== Dataset
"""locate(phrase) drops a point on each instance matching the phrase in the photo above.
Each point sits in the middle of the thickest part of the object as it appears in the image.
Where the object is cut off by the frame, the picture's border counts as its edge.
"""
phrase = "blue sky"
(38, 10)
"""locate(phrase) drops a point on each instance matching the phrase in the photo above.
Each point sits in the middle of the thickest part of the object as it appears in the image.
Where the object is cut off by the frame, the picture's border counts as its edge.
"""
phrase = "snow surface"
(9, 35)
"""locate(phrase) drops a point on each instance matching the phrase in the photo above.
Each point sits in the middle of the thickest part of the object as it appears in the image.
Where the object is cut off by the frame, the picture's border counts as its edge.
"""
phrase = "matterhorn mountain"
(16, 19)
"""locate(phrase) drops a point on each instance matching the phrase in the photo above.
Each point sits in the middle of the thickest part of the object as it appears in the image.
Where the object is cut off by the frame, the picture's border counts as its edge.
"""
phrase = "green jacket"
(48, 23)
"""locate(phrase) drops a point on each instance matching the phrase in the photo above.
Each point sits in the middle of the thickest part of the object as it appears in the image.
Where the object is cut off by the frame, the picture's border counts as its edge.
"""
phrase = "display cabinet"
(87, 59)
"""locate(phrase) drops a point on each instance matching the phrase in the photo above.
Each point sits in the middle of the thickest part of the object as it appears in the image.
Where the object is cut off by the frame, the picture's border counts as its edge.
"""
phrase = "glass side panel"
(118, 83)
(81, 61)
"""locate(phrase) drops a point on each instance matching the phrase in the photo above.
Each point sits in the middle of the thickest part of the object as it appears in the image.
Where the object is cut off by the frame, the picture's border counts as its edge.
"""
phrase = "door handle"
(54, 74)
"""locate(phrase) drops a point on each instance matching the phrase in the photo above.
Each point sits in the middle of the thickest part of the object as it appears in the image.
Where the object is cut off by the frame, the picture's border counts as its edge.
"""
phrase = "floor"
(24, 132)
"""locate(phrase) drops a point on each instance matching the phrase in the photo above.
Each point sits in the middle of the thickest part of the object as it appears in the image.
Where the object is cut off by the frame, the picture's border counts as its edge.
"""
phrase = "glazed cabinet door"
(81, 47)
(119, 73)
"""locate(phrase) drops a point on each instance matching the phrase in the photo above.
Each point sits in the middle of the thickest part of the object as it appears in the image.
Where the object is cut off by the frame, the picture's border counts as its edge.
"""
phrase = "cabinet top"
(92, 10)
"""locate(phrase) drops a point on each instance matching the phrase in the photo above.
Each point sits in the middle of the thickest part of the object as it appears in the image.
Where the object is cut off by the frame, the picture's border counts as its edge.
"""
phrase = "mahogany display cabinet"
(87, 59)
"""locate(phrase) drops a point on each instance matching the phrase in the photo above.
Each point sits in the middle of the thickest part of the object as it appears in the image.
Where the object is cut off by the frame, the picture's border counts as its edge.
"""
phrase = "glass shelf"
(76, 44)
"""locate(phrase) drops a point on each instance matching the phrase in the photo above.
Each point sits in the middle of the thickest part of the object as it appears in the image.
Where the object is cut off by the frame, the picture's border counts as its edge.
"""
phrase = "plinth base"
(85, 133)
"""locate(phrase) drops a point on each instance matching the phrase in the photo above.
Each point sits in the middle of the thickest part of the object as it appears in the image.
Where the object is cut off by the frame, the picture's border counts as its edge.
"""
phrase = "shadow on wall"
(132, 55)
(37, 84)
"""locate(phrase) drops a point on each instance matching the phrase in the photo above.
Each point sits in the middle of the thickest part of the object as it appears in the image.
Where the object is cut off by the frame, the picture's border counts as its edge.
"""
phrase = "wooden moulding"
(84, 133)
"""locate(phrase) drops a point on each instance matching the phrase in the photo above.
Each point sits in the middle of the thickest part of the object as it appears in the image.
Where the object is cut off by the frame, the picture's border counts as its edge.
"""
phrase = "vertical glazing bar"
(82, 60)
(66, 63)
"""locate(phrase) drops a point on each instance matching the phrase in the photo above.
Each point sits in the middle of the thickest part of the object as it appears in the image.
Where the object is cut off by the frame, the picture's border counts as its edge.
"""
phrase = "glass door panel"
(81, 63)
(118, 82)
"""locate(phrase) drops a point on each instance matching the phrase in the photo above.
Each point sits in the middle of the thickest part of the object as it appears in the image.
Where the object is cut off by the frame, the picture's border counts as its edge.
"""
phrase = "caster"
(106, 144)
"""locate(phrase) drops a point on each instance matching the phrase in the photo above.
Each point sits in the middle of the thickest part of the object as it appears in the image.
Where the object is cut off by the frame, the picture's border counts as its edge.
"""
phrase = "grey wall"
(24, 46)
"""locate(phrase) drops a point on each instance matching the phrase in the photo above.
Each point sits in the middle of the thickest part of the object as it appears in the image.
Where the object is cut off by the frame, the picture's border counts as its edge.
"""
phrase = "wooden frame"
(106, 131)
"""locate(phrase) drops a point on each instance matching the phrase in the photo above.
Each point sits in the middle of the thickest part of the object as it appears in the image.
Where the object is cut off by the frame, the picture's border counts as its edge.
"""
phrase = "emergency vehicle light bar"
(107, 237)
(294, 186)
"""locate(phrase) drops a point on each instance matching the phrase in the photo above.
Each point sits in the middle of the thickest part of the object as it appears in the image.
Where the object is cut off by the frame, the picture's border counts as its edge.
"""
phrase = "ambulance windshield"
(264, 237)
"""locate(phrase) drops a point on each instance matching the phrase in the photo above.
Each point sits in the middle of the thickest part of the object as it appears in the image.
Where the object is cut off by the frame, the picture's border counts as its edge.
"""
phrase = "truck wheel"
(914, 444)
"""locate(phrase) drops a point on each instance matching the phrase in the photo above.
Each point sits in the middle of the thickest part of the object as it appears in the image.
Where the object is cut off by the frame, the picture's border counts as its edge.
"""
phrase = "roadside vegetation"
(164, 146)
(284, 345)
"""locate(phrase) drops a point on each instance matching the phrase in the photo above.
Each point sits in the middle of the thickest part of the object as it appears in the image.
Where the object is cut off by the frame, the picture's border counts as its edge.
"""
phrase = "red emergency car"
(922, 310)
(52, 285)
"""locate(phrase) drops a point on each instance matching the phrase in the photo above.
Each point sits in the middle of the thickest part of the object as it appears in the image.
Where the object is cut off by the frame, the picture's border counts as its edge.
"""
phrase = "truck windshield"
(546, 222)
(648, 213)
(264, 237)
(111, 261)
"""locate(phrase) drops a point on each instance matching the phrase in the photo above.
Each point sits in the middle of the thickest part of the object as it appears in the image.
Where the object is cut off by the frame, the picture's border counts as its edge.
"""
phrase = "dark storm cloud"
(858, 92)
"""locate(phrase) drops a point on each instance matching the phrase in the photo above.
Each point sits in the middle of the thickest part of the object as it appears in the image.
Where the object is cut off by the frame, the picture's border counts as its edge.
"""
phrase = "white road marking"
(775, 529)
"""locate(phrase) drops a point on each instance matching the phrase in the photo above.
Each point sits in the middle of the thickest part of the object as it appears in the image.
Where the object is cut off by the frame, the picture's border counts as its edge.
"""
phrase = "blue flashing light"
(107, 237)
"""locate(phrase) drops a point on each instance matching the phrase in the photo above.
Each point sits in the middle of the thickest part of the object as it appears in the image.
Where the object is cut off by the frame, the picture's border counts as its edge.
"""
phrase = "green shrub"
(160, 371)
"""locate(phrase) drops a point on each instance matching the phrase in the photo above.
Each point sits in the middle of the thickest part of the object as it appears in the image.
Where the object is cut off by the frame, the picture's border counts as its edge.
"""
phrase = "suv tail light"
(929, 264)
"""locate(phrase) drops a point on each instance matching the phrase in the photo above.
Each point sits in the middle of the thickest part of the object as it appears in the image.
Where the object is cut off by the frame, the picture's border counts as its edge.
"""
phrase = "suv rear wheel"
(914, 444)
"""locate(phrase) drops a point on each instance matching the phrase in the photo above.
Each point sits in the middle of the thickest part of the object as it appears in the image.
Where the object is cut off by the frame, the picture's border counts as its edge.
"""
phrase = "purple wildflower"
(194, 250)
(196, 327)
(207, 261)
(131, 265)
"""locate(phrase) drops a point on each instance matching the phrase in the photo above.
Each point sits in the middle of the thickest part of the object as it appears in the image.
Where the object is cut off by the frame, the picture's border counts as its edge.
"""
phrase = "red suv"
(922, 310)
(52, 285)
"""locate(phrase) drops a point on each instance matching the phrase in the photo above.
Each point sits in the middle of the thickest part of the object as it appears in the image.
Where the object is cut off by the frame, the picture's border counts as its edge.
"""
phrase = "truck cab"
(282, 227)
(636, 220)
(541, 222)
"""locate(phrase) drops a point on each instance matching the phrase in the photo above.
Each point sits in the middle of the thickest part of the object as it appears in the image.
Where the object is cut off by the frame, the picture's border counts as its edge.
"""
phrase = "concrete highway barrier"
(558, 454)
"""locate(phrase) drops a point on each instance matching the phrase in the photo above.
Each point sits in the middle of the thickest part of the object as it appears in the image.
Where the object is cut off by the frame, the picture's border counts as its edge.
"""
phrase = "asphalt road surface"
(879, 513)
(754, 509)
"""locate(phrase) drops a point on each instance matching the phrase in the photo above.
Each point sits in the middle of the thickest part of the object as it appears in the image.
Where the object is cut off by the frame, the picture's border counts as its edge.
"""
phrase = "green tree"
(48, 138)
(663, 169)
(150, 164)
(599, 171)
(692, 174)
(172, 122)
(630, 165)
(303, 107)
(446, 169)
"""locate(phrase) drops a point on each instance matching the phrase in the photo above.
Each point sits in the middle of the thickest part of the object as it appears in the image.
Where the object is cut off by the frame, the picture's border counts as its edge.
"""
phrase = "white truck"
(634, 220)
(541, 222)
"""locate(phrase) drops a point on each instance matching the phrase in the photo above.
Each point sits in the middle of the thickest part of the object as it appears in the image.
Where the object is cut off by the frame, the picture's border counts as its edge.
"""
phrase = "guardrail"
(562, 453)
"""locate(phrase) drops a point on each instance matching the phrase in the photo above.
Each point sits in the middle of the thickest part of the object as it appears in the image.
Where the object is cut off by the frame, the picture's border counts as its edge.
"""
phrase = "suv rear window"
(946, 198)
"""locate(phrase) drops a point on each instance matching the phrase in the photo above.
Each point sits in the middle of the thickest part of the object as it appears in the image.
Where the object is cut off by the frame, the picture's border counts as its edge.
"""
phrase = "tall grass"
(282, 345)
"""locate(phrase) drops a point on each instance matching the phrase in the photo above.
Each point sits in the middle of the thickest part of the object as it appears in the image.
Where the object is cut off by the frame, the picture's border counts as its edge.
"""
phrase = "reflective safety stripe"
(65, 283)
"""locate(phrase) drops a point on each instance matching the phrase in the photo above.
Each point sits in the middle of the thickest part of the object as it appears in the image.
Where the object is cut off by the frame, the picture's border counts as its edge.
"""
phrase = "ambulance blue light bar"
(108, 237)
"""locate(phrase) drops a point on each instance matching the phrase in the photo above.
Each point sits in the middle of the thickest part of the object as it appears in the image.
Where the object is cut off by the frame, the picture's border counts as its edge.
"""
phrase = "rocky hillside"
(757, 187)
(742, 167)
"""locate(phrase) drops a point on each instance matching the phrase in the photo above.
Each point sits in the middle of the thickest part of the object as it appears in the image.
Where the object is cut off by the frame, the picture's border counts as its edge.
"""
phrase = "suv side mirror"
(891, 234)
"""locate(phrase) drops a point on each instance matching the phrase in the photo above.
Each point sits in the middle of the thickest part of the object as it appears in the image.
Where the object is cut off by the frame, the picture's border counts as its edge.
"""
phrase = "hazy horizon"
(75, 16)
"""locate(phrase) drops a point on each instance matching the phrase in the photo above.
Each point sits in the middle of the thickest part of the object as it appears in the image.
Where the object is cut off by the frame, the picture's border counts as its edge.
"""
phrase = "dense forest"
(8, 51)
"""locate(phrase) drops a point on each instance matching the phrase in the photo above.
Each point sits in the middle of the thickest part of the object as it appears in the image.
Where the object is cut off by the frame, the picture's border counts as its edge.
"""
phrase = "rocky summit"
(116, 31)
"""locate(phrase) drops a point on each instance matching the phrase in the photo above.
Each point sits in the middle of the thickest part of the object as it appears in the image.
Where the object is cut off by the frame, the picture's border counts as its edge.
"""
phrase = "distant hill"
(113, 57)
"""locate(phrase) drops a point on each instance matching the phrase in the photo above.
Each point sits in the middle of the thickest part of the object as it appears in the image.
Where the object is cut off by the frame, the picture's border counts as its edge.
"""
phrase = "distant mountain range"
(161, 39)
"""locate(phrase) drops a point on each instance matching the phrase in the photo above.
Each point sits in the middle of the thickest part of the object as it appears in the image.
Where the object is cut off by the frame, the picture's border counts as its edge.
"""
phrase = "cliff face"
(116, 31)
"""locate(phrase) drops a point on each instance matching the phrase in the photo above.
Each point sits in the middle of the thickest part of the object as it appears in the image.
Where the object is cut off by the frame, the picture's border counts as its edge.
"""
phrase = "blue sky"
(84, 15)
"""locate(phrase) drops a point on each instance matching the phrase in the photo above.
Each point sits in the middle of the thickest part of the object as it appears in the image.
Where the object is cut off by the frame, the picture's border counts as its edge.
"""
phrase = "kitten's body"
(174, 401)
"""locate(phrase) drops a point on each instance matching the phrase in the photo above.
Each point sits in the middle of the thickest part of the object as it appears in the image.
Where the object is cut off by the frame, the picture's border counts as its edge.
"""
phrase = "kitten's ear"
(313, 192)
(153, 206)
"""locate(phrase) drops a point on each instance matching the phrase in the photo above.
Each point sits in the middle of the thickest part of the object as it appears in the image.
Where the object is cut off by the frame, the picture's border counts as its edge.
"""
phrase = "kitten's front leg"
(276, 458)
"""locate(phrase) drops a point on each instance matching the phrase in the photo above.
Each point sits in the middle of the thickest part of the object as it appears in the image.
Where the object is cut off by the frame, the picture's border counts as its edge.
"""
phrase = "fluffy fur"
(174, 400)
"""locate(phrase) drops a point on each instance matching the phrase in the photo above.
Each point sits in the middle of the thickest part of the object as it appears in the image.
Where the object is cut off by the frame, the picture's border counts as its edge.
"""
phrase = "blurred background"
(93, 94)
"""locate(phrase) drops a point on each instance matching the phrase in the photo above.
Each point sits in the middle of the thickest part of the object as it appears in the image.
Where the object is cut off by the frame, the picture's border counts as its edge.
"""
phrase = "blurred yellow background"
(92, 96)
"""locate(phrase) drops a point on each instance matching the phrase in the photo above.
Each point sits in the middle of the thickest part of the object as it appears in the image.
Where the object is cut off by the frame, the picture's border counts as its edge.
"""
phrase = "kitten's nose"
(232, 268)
====
Count the lines of the material above that contain the string "windshield", and give only that number.

2